[抜粋]
++++++++++
登録:2016-03-22 06:33 修正:2016-03-22 08:08

『正義を捨てて―龍山の望桜から韓門の花壇まで
街頭の弁護士』
クォン・ヨングク著/ブックコンマ発行

『正義を捨てて―龍山の望桜から韓門の花壇まで 街頭の弁護士』//ハンギョレ新聞社

 ギリシア神話に登場する法と正義の女神ディケ(アストライア)は、両目を覆ったまま右手には刀、左手には秤を持っている。 秤は公平さを、刀は決然さを、目隠しは偏見や先入観を持たないという意味だとされる。 もしそのディケから秤と目隠しを取ってしまったなら? クォン・ヨングク弁護士が法という名の偽りの正義を捨てて現実政治に跳びこんだ理由である。

 彼は2014年11月13日、即ち大法院(最高裁)が双龍(サンヨン)自動車の会計操作整理解雇事件で労働者側が勝訴した原審を破棄し、使用者側に軍配を上げた日、また、同年12月19日、即ち憲法裁判所が統合進歩党解散決定を下した日、思い知らされた。「判決を通して世の中を変えてみようといった未練のようなものが残っているなら、もうきっぱり捨てよう。 (中略)傾いた運動場を変えない限り、法と制度は既得権秩序を擁護する機構として作用するだけで、誤った現実を是正する装置にはなり得ない」
++++++++++
[提示資料]
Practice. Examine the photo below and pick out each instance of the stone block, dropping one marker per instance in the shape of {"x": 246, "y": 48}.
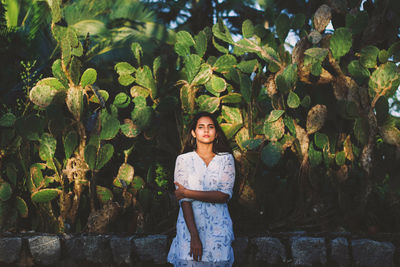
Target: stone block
{"x": 370, "y": 253}
{"x": 121, "y": 249}
{"x": 95, "y": 249}
{"x": 239, "y": 246}
{"x": 151, "y": 248}
{"x": 269, "y": 249}
{"x": 307, "y": 251}
{"x": 340, "y": 252}
{"x": 10, "y": 249}
{"x": 45, "y": 249}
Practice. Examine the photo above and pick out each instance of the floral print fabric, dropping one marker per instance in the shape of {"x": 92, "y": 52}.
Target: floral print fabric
{"x": 213, "y": 221}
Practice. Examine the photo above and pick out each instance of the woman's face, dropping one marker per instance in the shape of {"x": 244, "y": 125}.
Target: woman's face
{"x": 205, "y": 130}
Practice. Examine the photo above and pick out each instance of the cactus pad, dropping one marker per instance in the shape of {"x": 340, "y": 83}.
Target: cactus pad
{"x": 45, "y": 195}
++++++++++
[取り組む課題]
A: 次の(i)〜(iii)が抜粋の内容と合っているかを、それぞれ「はい」か「いいえ」で答えてください。判断の根拠になる抜粋の文言も、そのまま引用してください。
(i) ディケは右手に秤を持っている。
(ii) 目隠しは偏見や先入観を持たないという意味だとされる。
(iii) 憲法裁判所が統合進歩党解散決定を下したのは2014年12月19日である。
B: クォン・ヨングク弁護士の著書を紹介する抜粋を、最後の文の後から書き継いでください。

[解答一覧]
A:
(i) いいえ:「右手には刀、左手には秤を持っている」
(ii) はい:「目隠しは偏見や先入観を持たないという意味だとされる」
(iii) はい:「同年12月19日、即ち憲法裁判所が統合進歩党解散決定を下した日」

B:
 『正義を捨てて』には、鉱夫の息子に生まれ科学者の夢を育んでいた筆者が「街頭の弁護士」となったいきさつと40年の人生の痕跡が盛られている。 韓国非正規労働センターのイ・ナムシン所長と「ジャン・グレ(非正社員問題を扱ったドラマの主人公の名)を生かす運動本部」のユン・ジヨン弁護士との対談で彼は、大学生時代の血を流している現実との出会い、工場労働者として働きながら経験した労働組合の闘いと解雇、3年6カ月の獄中生活、保安司の査察対象となり就職が制限された状況で司法試験を準備することになった過程といくつかの事件について、率直に語る。 何よりも、彼がスペインの「ポデモス」やドイツの「海賊党」のような方式で「構成員が意思決定に直接参加して自らの意思を反映させる直接民主主義を強化しようという趣旨」で「市民革命党推進委員会」を発足させた過程、オンライン政治プラットホーム「動こう!」を通して市民の意思と力を結集しようとする考えなど、独特の政治哲学がおもしろい。 彼は先月20日、「4月の第20代総選挙で龍山の惨事での殺人鎮圧の主犯キム・ソッキ(前ソウル警察庁長)セヌリ党予備候補を落選させるために慶州(キョンジュ)に行く」として無所属出馬を宣言した。

チョン・サンヨン先任記者(お問い合わせ japan@hani.co.kr )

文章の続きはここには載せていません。